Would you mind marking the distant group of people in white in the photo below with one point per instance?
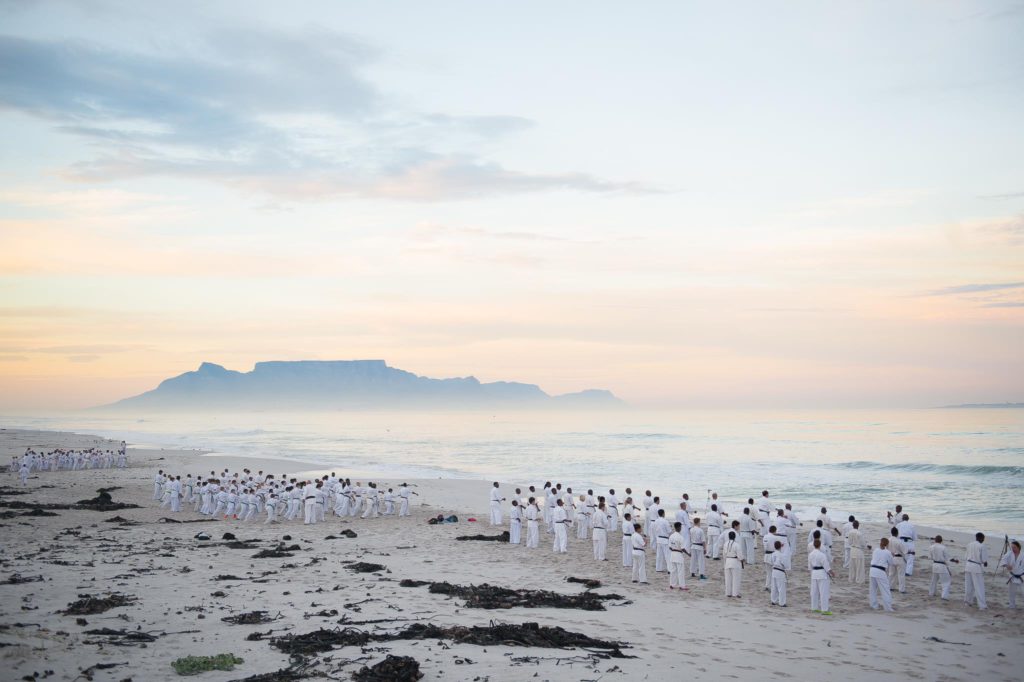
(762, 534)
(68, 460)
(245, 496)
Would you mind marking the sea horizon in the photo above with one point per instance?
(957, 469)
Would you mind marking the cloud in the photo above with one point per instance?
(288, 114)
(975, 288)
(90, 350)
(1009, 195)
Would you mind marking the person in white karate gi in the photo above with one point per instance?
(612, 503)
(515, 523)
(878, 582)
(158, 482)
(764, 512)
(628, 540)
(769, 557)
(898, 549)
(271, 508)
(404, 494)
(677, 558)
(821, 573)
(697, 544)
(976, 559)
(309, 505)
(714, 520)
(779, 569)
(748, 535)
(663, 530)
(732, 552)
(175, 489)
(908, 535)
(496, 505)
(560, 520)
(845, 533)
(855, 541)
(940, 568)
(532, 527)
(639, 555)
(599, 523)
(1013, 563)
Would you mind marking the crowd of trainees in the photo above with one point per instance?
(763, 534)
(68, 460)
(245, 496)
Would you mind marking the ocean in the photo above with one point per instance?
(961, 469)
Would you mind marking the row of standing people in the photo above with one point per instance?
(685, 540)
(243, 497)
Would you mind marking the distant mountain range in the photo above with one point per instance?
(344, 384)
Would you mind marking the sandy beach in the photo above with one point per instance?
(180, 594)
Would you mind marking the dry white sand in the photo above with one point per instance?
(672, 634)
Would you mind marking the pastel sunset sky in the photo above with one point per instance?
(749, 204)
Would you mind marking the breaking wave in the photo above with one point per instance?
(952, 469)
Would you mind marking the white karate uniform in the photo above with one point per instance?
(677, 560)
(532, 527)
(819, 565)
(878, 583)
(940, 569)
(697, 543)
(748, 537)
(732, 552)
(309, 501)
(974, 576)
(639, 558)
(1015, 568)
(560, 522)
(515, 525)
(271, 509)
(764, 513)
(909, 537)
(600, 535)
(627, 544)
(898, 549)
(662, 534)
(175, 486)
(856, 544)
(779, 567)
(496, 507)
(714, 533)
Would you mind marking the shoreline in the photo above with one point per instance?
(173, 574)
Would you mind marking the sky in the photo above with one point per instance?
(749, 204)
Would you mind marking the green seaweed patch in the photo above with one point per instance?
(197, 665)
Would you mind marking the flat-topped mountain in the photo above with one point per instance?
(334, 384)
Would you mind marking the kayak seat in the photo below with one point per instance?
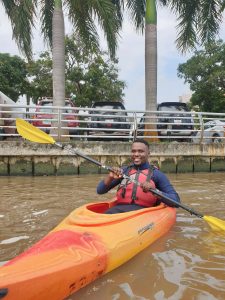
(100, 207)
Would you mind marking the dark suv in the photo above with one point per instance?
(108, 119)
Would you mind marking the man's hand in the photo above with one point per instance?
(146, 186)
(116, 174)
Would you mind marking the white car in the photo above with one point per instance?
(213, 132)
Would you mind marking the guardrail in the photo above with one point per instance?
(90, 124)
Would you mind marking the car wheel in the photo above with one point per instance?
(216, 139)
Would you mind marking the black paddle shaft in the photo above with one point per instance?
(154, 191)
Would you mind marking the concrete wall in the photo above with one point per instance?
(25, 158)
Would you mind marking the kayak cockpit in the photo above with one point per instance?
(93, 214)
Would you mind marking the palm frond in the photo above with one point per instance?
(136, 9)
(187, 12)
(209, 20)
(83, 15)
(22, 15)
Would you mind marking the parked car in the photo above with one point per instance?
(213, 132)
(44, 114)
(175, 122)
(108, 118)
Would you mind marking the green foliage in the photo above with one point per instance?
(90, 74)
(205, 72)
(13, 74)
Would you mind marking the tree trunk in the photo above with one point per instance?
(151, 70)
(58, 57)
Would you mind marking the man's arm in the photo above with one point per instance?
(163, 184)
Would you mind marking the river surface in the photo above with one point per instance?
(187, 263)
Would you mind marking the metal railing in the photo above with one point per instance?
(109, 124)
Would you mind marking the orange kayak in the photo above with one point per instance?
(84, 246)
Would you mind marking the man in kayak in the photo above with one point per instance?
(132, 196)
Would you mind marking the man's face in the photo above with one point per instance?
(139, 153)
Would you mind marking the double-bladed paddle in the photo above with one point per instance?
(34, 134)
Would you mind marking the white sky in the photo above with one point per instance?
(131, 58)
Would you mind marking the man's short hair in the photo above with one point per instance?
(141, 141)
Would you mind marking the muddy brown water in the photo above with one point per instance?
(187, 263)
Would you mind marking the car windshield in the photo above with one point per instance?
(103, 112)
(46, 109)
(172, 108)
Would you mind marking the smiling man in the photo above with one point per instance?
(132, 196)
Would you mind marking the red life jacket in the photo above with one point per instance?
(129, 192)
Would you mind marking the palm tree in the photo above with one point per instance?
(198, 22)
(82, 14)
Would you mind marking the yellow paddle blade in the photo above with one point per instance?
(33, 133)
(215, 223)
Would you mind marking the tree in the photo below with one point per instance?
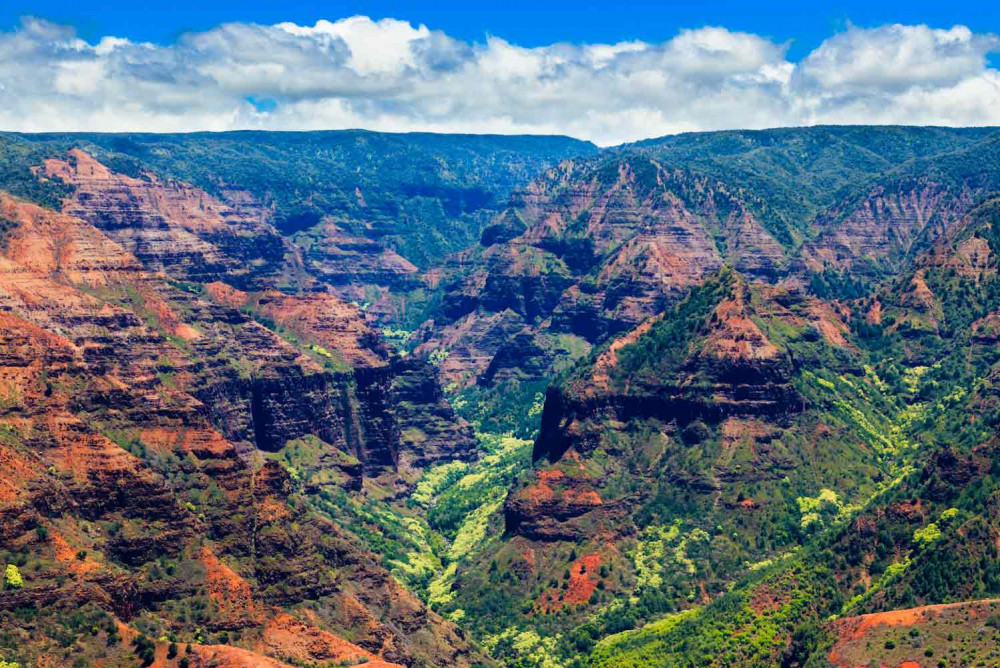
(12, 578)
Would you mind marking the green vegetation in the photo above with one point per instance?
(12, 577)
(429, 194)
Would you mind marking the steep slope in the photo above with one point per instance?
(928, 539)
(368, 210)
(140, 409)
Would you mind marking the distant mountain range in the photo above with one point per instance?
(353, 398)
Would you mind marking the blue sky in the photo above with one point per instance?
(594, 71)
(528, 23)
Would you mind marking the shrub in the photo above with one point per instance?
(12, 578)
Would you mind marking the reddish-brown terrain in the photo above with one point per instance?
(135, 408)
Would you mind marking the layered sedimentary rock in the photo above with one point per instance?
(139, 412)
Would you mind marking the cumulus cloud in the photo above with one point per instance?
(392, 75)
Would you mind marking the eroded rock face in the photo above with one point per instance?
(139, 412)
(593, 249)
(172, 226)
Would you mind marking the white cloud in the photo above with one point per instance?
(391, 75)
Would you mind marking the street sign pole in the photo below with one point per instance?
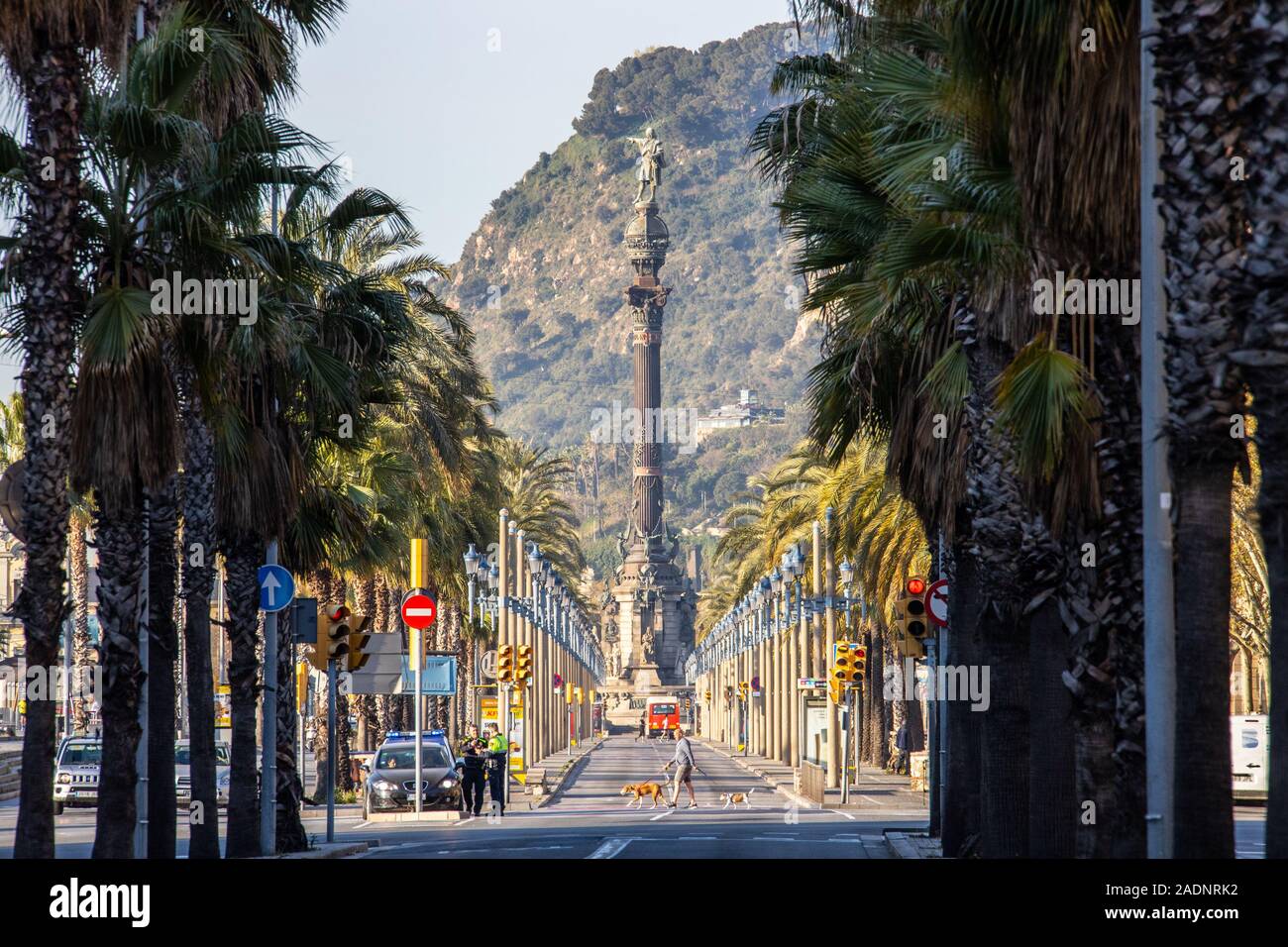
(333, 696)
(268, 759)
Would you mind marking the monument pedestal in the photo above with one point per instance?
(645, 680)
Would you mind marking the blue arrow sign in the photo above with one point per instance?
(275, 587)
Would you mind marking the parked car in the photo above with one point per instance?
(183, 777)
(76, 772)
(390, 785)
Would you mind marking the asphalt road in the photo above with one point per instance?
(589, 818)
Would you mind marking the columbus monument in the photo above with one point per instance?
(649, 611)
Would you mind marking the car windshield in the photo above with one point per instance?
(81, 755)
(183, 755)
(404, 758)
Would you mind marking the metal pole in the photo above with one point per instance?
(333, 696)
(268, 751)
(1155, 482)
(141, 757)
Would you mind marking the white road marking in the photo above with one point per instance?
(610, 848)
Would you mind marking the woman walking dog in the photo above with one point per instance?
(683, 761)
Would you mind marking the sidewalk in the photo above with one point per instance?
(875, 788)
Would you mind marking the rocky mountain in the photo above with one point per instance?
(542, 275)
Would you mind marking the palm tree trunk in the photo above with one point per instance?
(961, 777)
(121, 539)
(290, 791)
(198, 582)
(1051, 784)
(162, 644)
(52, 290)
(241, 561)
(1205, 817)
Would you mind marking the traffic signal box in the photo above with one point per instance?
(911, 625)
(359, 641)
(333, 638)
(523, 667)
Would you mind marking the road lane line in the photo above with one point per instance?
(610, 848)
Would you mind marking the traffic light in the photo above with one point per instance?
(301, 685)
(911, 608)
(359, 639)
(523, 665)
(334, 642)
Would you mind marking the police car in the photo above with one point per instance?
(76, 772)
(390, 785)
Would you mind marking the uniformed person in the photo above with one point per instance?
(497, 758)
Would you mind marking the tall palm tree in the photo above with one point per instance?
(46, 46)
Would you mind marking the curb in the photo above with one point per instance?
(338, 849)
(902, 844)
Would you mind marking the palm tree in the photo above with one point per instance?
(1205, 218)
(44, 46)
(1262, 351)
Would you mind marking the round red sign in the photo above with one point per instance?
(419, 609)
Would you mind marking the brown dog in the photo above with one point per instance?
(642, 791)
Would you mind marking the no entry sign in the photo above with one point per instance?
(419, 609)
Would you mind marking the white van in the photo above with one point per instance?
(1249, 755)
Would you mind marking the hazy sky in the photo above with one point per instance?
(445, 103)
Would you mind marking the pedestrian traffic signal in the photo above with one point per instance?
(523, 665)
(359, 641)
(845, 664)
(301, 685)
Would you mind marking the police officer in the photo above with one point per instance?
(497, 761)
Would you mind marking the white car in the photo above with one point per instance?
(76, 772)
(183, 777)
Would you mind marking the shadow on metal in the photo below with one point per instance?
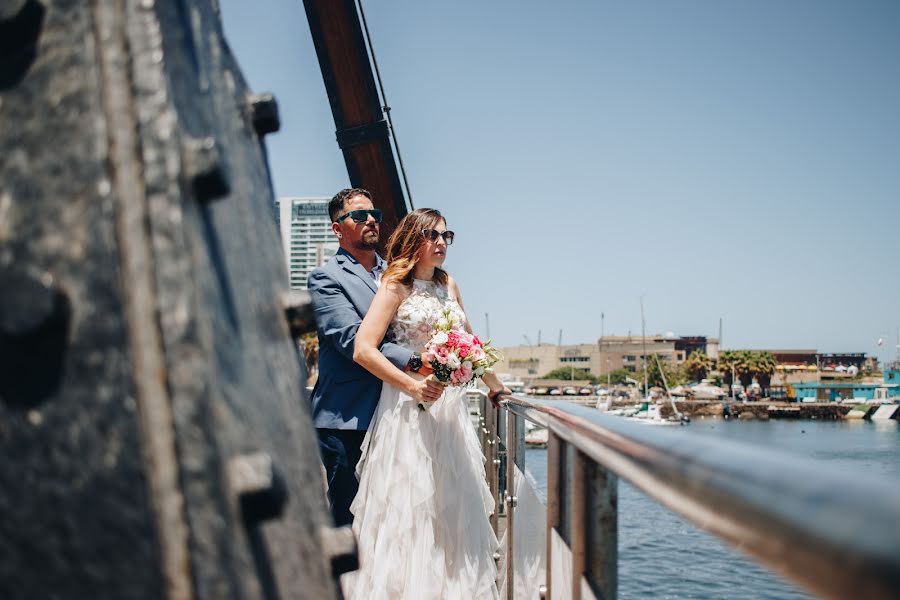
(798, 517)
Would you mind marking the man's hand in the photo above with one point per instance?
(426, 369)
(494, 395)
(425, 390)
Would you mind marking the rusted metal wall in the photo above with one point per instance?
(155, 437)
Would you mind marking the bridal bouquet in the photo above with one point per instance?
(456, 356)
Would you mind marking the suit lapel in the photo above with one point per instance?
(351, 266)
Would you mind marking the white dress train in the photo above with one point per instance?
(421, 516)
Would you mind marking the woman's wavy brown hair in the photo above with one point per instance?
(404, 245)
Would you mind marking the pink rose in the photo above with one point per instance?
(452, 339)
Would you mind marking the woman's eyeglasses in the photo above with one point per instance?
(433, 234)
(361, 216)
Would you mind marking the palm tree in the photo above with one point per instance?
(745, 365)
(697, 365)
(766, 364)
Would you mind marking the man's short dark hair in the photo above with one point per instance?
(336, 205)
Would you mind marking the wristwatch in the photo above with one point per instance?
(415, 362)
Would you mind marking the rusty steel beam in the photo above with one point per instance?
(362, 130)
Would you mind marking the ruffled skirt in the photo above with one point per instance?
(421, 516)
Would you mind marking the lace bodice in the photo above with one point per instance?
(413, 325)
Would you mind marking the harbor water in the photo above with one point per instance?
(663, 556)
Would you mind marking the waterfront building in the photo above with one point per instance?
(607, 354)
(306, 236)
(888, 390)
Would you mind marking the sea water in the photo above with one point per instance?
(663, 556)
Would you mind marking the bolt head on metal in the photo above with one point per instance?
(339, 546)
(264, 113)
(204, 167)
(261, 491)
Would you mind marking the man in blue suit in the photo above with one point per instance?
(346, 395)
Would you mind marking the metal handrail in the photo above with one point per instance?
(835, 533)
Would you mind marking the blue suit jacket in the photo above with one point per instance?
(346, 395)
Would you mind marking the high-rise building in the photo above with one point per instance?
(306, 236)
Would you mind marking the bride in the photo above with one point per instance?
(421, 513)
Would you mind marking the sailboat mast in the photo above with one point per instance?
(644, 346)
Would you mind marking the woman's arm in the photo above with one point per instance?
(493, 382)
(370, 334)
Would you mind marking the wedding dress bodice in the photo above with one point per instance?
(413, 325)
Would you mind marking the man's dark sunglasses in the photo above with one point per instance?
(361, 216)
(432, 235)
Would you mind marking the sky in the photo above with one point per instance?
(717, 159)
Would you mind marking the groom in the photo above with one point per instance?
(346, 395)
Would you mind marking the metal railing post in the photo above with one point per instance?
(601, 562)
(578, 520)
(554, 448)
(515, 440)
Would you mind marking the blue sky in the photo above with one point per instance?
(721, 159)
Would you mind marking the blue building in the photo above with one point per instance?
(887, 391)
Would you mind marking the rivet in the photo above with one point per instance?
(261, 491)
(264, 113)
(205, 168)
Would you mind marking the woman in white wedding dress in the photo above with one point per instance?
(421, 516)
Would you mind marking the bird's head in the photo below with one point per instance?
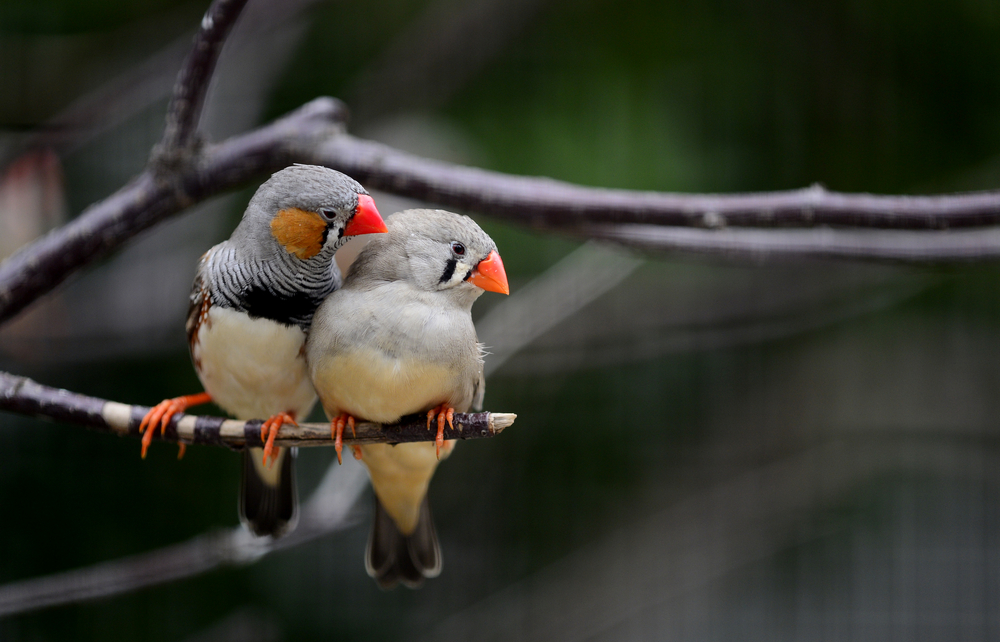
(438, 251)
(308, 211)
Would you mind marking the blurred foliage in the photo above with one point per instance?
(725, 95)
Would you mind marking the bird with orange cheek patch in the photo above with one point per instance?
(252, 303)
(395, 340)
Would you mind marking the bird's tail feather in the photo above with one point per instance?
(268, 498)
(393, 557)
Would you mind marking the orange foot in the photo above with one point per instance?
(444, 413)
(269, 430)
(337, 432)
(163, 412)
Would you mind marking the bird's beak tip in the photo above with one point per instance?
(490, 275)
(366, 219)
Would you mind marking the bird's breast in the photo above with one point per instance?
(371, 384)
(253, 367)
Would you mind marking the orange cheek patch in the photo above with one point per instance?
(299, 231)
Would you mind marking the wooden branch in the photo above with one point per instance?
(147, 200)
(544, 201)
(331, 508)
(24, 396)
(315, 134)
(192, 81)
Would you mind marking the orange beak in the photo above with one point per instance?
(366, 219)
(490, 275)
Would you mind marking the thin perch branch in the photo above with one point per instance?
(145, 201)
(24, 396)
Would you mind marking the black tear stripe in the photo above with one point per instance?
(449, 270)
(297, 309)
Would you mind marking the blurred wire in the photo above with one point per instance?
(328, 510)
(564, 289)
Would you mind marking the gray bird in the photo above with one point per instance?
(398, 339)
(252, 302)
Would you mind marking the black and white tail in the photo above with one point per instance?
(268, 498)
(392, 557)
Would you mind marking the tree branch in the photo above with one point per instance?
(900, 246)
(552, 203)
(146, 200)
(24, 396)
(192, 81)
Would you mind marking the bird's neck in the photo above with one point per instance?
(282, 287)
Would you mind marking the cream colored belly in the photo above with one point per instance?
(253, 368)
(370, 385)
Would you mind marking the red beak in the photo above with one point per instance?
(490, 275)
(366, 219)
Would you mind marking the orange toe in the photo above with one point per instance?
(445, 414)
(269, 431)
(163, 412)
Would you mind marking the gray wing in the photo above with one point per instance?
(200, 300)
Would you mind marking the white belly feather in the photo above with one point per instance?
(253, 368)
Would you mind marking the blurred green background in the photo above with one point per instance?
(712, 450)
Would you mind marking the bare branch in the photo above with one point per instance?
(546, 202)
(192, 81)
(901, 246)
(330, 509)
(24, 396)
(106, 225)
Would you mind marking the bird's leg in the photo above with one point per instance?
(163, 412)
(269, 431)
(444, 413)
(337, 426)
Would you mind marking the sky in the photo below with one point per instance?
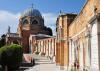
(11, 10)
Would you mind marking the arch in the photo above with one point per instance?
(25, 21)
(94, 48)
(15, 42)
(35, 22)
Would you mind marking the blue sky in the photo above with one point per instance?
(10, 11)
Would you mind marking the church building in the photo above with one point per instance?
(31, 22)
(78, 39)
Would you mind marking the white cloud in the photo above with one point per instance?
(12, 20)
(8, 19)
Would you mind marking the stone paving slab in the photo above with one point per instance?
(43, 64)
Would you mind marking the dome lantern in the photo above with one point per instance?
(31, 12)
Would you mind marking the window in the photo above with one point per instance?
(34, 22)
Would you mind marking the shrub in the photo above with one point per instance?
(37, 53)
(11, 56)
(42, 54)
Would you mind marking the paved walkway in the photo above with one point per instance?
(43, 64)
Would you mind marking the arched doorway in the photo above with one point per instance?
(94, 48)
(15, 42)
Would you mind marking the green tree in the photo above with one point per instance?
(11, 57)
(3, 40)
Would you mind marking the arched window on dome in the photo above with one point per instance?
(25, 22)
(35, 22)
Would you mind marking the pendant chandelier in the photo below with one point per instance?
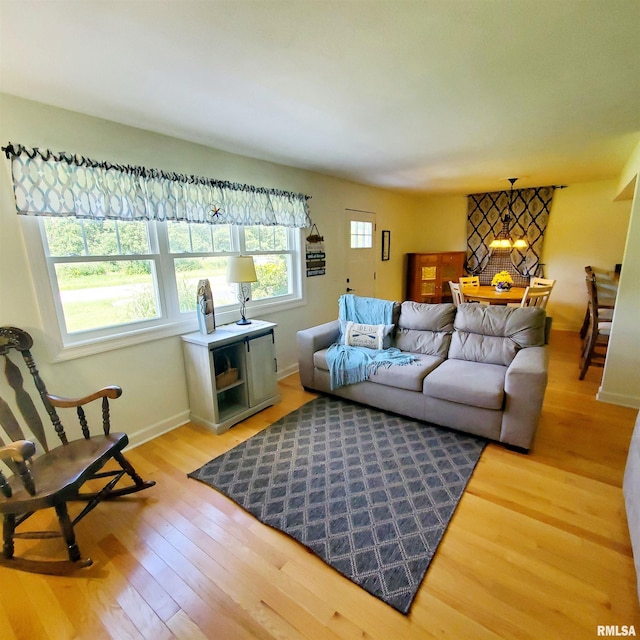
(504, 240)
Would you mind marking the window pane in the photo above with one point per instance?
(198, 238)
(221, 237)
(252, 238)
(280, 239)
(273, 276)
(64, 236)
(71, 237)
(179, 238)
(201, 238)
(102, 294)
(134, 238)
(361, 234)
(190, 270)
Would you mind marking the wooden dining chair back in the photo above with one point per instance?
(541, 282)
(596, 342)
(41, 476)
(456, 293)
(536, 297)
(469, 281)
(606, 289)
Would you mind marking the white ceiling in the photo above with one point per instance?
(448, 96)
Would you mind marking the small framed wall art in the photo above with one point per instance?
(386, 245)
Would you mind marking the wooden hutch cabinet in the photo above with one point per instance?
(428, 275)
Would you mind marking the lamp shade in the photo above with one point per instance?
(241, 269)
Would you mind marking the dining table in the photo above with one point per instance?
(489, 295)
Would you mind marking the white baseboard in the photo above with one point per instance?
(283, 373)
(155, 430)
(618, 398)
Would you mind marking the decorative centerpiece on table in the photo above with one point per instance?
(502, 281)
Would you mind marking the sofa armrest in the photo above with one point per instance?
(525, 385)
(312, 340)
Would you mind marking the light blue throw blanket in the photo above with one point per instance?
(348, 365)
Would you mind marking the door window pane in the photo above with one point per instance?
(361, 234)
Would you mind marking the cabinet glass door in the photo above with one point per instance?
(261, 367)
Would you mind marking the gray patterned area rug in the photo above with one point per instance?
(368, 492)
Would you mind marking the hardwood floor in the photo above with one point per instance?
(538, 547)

# Task goal:
Render the items above as a two-column CSV with the headers text and answer, one row per item, putting each field in quotes and turning line breaks into spaces. Begin at the start of the items, stop after the line that contains "(1013, 563)", and leave the pictures out.

# Expected output:
text,answer
"Would you mind marking the distant group of people in white in the photo below with one point per instance?","(762, 534) (68, 460) (245, 496)"
"Would you mind marking the sea horizon in the photo above with one point per instance?","(957, 469)"
"Would you mind marking the cloud in the photo above with one point per instance?","(288, 114) (975, 288) (90, 350) (1009, 195)"
"Would you mind marking the person in white karate gi in the photo above with one point per instance?","(612, 503) (515, 523) (878, 582) (158, 482) (764, 512) (628, 540) (769, 557) (898, 549) (271, 508) (404, 494) (677, 558) (821, 573) (697, 544) (976, 559) (309, 505) (714, 520) (779, 569) (748, 535) (663, 530) (732, 552) (175, 489) (908, 535) (496, 505) (560, 520) (845, 533) (855, 541) (940, 568) (532, 527) (639, 555) (599, 523) (1013, 563)"